**Source records:**
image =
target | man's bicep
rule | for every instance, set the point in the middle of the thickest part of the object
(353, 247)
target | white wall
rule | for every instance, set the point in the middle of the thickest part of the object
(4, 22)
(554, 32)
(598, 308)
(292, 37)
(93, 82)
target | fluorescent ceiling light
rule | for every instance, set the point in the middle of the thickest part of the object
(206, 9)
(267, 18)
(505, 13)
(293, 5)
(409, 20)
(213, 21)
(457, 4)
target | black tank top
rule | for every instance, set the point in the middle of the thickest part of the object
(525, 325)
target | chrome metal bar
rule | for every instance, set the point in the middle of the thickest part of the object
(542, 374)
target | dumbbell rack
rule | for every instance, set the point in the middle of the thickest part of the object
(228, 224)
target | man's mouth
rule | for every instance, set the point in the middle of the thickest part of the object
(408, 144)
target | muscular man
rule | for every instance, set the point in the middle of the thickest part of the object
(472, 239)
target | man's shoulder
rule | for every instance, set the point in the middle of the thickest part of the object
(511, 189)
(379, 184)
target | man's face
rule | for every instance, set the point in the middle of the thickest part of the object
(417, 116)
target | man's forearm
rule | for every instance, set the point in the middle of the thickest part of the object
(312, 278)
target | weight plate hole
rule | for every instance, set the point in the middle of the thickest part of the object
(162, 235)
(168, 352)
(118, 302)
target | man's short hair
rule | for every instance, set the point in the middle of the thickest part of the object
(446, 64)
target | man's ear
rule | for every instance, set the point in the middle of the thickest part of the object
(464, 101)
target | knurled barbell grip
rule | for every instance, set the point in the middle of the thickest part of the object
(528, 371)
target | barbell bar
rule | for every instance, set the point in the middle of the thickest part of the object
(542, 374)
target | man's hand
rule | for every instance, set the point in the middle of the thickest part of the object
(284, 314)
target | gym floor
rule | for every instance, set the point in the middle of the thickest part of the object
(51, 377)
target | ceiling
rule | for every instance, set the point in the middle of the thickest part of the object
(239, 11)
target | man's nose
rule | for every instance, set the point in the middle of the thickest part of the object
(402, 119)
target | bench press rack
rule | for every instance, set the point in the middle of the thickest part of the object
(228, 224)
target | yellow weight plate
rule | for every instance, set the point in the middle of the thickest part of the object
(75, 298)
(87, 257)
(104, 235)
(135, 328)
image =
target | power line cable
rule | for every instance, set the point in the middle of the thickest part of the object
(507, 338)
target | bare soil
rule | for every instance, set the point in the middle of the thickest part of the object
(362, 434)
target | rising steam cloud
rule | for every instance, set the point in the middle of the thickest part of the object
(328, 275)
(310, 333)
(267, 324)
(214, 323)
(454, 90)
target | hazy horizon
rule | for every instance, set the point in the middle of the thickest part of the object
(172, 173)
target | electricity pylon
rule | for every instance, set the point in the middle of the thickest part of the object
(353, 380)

**What this task involves:** Reproduce the listing in full. Keep it exactly as written.

**Response to the exercise:**
image =
target | man's bicep
rule | for every instance, set the point in the middle of the thickest part of the object
(353, 247)
target | white wall
rule | for every instance, set the point in the middle of the thickest part of the object
(4, 22)
(554, 32)
(598, 308)
(292, 37)
(93, 82)
target | fluorescent ceiling light
rule | for every instance, set the point in the middle of the thickest part of the object
(206, 9)
(267, 18)
(505, 13)
(293, 5)
(409, 20)
(213, 21)
(457, 4)
target | black tank top
rule | for every instance, set the point in the middle of the thickest part of the object
(525, 325)
target | chrome metal bar
rule | for every instance, set the point in the middle of the thickest part of the object
(542, 374)
target | dumbbell rack
rule | for every instance, set the point in the middle of the thickest part of the object
(228, 224)
target | man's mouth
rule | for every instance, set the point in the middle of the thickest part of the object
(408, 144)
target | muscular man
rule | for every instance, set the point in the middle of the thickest part of the object
(472, 239)
target | man's shoulder
rule | for every instance, set the point in the middle of the thickest part of the object
(511, 189)
(379, 184)
target | man's face
rule | for every instance, set the point in the middle of the thickest part of the object
(417, 116)
target | man's forearm
rule | for every instance, set the point in the middle of the thickest part of the object
(312, 278)
target | weight plate hole
rule | for every instance, set the point in the middle of the thickest part of the object
(162, 235)
(168, 352)
(118, 302)
target | man's short hair
rule | for every instance, set the point in the middle of the thickest part of the object
(446, 64)
target | man's ear
rule | for every instance, set the point in the middle of the thickest part of the object
(464, 101)
target | knurled barbell grip
rule | for every instance, set the point in the middle of the thickest part of the object
(528, 371)
target | barbell bar
rule | for every instance, set the point in the middle of the thickest part of the object
(542, 374)
target | man's hand
rule | for every instance, set the point in the middle of the thickest part of the object
(284, 314)
target | gym floor
rule | for every instance, set the point in the middle of the thickest part of the object
(51, 377)
target | ceiling
rule | for every instance, set the point in the middle of the thickest part of the object
(239, 11)
target | man's nose
rule | for every instance, set the point in the middle of the thickest part of the object
(402, 119)
target | bench press rack
rule | for every instance, set the point in the middle of the thickest part of the object
(228, 224)
target | yellow weight plate
rule | for every instance, set the point in the middle of the thickest part of the object
(75, 298)
(87, 257)
(104, 235)
(135, 328)
image =
target | power line cable
rule | for every instance, set the point in the middle of the thickest part of the object
(507, 338)
target | bare soil
rule | for every instance, set the point in the middle of the thickest part of the object
(362, 434)
target | rising steam cloud
rule | for every instance, set the point in the middle of the thickest part of the object
(328, 275)
(310, 333)
(267, 324)
(214, 323)
(454, 90)
target | hazy horizon
rule | for every instance, set the point in the middle of the thickest part of the object
(172, 173)
target | electricity pylon
rule | for every instance, set the point in the middle of the thickest part of the object
(353, 380)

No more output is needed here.